(What you have to do): Copy out every line of the rows that follow, requests included, but leave out the pictures. Multiply each bounding-box coordinate in the answers by 1.1 and round to the nearest whole number, with halves rounded up.

(Input material):
## BEGIN

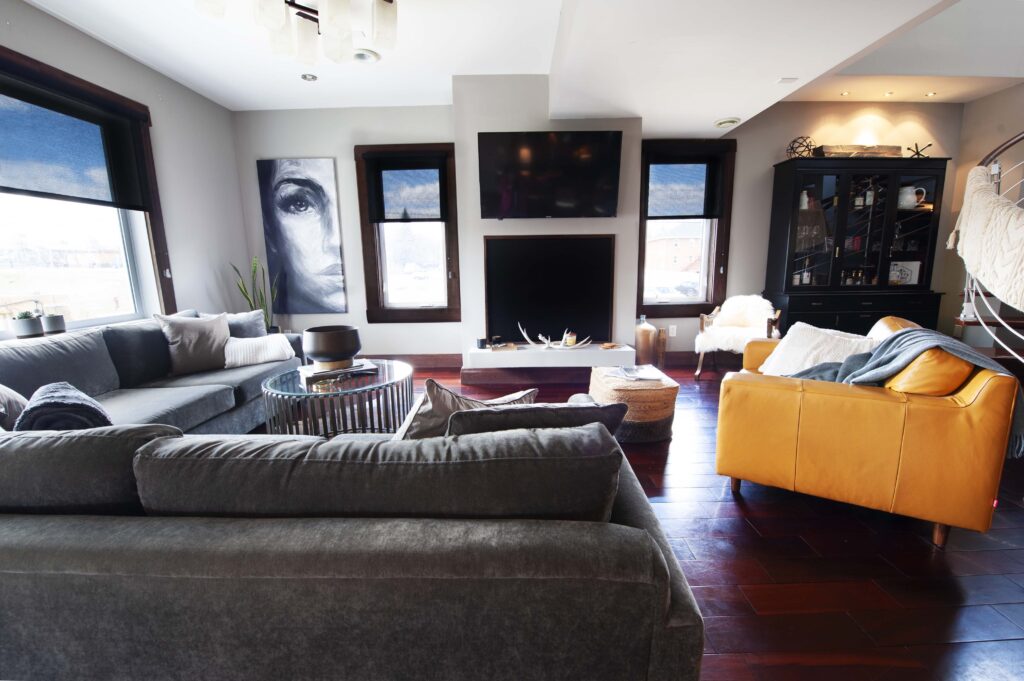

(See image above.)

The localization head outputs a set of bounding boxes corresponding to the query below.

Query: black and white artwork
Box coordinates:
[256,159,348,314]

## END

(Result):
(See image above.)

The localization head outputs a set of bounding boxes corresponding to the query below.

Query: black and white artwork
Box coordinates:
[282,175,383,345]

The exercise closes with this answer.